■ TEXT PROVIDED
[Start of Attachment]

/term-extract

term extraction gem using yohasebe's engtagger for POS

Primary LanguageRubyOtherNOASSERTION

term_extract - Term Extract

Description:

The original Term-extract gem depends on the rbtagger gem for POS recognition.

I noticed a major bug with rbtagger. Under heavy load, ruby reports a buffer overflow, which points at the .so files used by rbtagger. Parallel processing over large document sets was impossible. This gem eliminates the need for the rbtagger gem, and instead ports the engtagger gem for the POS recognition.

This combination works well under heavy load, and does not report any buffer overflow errors, even when processing over 1.3 million documents, over 12 cpu cores, in a multithreaded sidekiq driven ruby program. The syntax and all other features remain unchanged.

Term_extract extracts proper nouns (named things like 'Manchester United') and ordinary nouns (like 'event') from text documents.

[End of Attachment]

Stored data entries

[Start of Attachment]

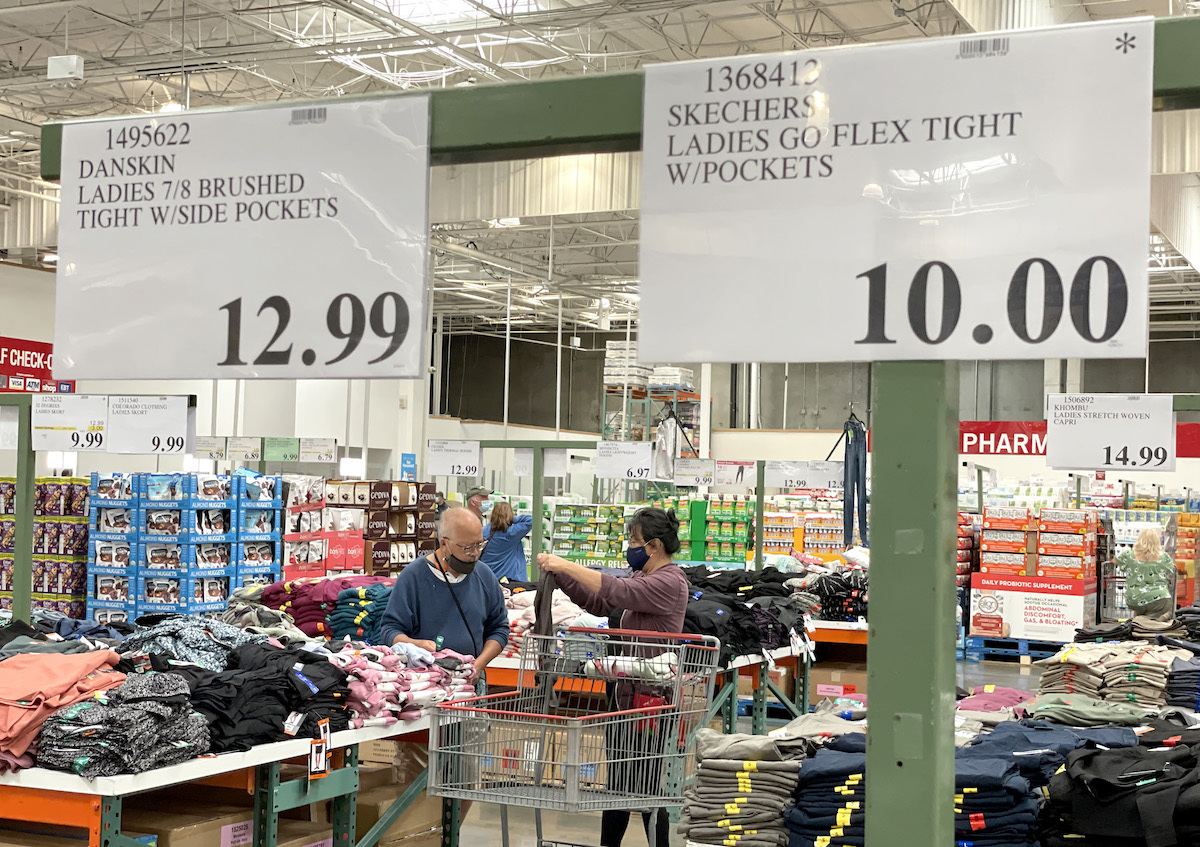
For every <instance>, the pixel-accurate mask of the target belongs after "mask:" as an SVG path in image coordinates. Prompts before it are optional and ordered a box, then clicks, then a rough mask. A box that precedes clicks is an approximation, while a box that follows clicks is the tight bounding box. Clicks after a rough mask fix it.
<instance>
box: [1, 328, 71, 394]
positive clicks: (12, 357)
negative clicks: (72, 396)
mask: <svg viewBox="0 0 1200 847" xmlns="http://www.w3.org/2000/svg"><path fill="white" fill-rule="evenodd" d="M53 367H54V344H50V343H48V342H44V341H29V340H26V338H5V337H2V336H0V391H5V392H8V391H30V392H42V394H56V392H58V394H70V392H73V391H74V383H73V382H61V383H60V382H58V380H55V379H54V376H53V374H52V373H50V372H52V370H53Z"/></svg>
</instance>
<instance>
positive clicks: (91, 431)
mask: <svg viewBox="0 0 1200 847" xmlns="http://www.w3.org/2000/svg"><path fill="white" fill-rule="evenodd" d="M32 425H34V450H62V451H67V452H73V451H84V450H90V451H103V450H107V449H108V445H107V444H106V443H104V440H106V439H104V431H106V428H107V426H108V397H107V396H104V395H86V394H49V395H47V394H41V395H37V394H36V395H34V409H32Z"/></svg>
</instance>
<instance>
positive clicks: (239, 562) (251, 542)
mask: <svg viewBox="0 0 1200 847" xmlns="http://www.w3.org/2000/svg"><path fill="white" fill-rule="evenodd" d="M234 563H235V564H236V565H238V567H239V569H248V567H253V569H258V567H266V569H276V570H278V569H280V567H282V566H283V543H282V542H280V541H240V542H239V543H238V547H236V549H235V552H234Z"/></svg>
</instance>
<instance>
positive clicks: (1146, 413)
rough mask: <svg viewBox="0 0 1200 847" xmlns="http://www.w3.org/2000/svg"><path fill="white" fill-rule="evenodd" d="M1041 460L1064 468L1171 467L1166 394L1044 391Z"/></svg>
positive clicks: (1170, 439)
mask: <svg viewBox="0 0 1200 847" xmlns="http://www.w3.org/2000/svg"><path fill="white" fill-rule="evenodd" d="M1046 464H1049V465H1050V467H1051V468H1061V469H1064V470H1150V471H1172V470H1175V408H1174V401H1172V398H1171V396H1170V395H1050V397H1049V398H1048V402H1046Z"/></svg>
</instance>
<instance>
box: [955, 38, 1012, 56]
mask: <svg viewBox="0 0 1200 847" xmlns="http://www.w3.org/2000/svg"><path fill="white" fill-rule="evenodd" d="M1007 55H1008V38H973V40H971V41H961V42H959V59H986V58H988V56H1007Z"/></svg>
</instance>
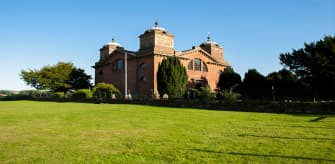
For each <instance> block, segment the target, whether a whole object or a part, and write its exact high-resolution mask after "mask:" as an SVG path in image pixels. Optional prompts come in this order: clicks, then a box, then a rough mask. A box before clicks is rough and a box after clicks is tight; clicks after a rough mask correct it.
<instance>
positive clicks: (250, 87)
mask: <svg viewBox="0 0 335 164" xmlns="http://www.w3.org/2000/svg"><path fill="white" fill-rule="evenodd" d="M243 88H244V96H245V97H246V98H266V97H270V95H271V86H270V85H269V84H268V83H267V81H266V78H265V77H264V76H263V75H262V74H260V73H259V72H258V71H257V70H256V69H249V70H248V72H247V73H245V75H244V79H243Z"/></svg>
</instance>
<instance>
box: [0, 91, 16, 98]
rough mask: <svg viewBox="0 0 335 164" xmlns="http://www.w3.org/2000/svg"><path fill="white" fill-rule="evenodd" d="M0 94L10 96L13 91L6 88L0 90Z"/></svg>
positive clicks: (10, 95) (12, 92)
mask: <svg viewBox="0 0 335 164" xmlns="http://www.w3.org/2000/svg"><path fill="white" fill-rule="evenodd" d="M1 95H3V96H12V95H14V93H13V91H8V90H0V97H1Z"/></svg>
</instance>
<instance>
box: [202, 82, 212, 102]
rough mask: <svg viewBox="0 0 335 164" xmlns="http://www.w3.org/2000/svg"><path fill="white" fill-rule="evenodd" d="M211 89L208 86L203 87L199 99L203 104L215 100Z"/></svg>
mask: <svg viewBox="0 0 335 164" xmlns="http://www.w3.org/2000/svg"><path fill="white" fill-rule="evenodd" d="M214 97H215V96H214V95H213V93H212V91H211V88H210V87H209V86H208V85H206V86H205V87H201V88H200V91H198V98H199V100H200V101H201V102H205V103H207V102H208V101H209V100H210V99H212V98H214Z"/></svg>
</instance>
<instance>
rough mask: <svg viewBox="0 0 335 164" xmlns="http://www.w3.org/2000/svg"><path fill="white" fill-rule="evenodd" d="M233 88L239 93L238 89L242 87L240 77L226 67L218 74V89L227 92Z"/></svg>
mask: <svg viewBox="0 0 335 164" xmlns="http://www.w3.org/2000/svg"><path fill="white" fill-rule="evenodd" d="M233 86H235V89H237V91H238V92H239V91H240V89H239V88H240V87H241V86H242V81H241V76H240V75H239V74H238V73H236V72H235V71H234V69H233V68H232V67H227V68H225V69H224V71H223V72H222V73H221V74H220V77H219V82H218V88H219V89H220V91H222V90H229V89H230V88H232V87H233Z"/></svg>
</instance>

[End of Attachment]

■ EXERCISE 1
Present the rows as a Markdown table with the columns No. and Line, running from the first line of the stored data entries up to and including the line with "negative clicks: (72, 396)". Number each line, and leave out blank lines and pictures.
■ EXERCISE 2
Carry the description of the Ruby term extraction gem further from where it stops.

■ RESPONSE 1
| No. | Line |
|---|---|
| 1 | For every <instance>, the pixel-accurate mask of the target belongs after "mask:" as an SVG path in image coordinates. Prompts before it are optional and ordered a box, then clicks, then a rough mask. A box that precedes clicks is an approximation, while a box that follows clicks is the tight bounding box. Clicks after a rough mask fix it. |
| 2 | <instance> |
| 3 | box: [1, 328, 71, 394] |
| 4 | positive clicks: (12, 357) |
| 5 | negative clicks: (72, 396) |

■ RESPONSE 2
Usage:

An example extracting terms from a piece of content:

require 'term_extract'

content = <<DOC
Business Secretary Vince Cable will stay in cabinet despite
"declaring war" on Rupert Murdoch, says Downing Street.
DOC

terms = TermExtract.extract(content)

Options

The #extract method takes an (optional) options hash, that allows the term extractor behaviour to be modified. The following options are available:

  • min_occurance - The minimum number of times a single word term must occur to be included in the results, default 3
  • min_terms - Always include multiword terms that comprise more than @min_terms words, default 2
  • types - Extract proper nouns (:nnp) or nouns (:nn) or both (:all), default :all
  • include_tags - Include the extracted POS tags in the results, default false
  • collapse_terms - Remove shorter terms that are part of larger ones, default true

Sample usage:

terms = TermExtract.extract(content, :types => :nnp, :include_tags => true)

Term Extraction Types

By default, the term extractor attempts to extract both ordinary nouns and proper nouns, this behaviour can be configured using the #types option and specifying :all (for both), :nn (for ordinary nouns) or :nnp (for proper nouns). These codes correspond to the relevent POS tags used during the term extraction process. Sample usage is shown below:

terms = TermExtract.extract(content, :types => :nnp)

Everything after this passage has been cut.